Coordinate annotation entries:
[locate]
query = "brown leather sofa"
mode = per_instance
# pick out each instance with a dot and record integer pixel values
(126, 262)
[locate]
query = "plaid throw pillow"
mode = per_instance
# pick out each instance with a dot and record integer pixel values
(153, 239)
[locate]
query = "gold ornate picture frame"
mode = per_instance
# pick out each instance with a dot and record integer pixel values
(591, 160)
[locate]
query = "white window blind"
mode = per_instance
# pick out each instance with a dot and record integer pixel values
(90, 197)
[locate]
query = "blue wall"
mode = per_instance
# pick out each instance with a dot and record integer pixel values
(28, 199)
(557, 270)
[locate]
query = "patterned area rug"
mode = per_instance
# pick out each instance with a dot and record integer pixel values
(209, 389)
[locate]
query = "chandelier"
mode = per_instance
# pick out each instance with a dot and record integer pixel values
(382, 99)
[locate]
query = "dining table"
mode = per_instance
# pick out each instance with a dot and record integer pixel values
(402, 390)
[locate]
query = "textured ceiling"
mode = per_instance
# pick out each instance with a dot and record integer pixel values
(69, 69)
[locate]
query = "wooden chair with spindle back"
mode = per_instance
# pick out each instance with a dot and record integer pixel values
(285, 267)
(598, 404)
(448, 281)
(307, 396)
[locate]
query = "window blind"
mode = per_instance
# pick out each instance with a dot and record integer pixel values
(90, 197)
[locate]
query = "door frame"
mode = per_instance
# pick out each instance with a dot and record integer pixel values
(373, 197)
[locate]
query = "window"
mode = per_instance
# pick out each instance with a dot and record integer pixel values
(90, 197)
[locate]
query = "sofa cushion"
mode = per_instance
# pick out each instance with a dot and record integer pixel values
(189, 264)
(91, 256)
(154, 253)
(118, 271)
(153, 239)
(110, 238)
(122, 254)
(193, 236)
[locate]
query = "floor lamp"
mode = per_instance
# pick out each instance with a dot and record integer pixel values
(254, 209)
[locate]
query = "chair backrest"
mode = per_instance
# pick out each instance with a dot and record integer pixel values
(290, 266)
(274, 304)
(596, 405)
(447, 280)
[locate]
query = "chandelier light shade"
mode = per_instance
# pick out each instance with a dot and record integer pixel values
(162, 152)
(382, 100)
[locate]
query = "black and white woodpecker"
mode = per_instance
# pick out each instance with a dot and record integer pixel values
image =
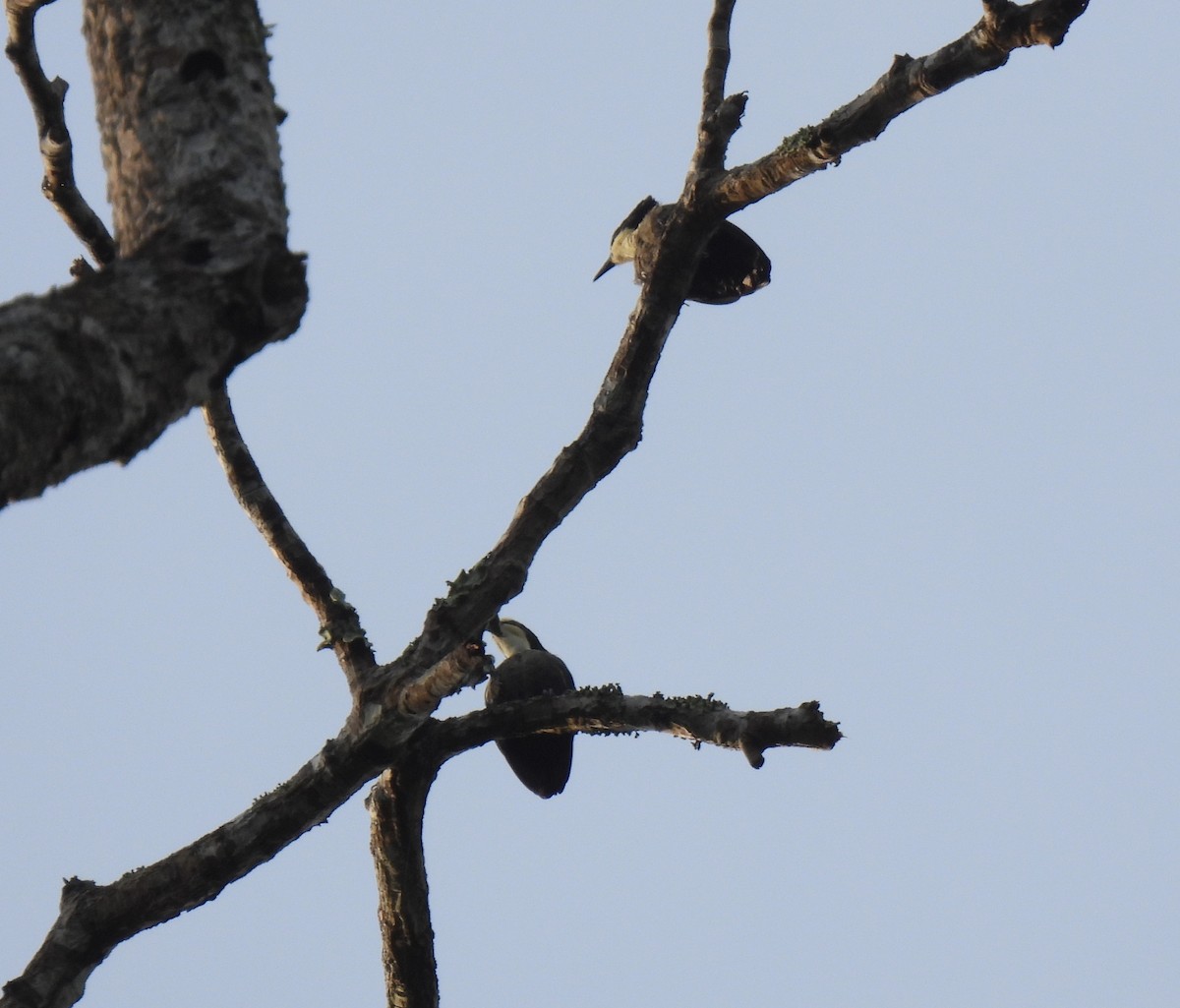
(732, 265)
(541, 761)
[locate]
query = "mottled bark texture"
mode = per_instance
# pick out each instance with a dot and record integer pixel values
(95, 371)
(396, 806)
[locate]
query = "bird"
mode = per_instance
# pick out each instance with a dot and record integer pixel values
(732, 265)
(541, 761)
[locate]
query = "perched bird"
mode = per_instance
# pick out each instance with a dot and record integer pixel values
(541, 761)
(732, 265)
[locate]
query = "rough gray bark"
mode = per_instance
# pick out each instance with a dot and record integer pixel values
(204, 277)
(95, 371)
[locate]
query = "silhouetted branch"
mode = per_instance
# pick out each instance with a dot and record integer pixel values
(340, 626)
(48, 100)
(94, 919)
(1003, 29)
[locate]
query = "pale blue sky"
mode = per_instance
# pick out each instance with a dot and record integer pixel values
(929, 477)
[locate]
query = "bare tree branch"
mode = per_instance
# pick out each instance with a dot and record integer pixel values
(48, 100)
(697, 719)
(94, 372)
(720, 117)
(94, 919)
(1003, 29)
(340, 626)
(396, 806)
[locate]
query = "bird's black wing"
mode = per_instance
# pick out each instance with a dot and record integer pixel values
(733, 266)
(542, 762)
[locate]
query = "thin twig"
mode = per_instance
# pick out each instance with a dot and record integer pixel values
(720, 117)
(1003, 29)
(48, 100)
(339, 623)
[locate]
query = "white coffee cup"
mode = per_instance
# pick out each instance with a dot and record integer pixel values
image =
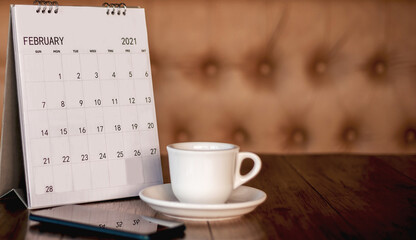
(208, 172)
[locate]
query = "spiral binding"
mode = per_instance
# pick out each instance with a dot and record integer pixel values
(115, 7)
(43, 5)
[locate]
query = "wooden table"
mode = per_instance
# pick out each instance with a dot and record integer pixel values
(314, 196)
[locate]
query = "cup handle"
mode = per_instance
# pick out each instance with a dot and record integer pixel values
(241, 179)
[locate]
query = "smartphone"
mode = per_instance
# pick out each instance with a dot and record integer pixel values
(105, 222)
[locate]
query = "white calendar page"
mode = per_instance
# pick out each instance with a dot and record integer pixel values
(86, 104)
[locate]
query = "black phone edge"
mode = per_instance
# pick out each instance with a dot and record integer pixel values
(163, 234)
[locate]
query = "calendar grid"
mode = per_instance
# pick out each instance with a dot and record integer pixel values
(89, 123)
(137, 112)
(85, 118)
(102, 110)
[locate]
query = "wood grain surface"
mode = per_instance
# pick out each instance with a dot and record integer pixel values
(314, 197)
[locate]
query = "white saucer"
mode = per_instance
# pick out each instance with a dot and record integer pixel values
(243, 200)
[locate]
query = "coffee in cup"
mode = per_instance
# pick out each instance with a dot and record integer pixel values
(208, 172)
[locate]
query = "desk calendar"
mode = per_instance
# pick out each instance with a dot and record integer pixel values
(84, 89)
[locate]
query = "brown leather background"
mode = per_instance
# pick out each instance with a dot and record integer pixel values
(280, 76)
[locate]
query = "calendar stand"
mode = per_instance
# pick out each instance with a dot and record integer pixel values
(12, 181)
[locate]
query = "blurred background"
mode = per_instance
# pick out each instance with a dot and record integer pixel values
(276, 76)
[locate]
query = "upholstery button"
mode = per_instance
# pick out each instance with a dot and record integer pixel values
(380, 67)
(298, 137)
(410, 135)
(210, 69)
(265, 69)
(320, 67)
(350, 135)
(240, 136)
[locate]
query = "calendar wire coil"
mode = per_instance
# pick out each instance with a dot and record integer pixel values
(113, 8)
(46, 6)
(53, 6)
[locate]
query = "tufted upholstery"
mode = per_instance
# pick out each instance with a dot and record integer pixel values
(284, 76)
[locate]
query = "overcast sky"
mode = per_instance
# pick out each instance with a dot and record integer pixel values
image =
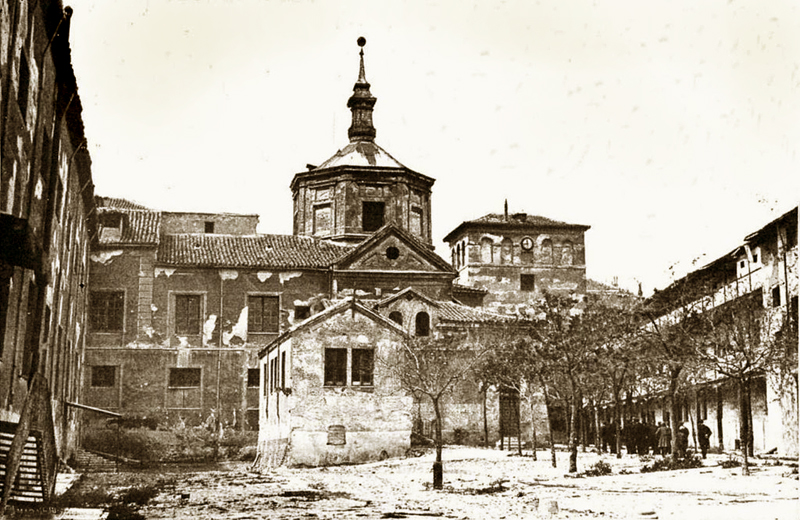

What is required »
Please gather each line of the rows above that contains the string "coffee" and copy those lines out in full.

Finished answer »
query = "white coffee cup"
query = "coffee in cup"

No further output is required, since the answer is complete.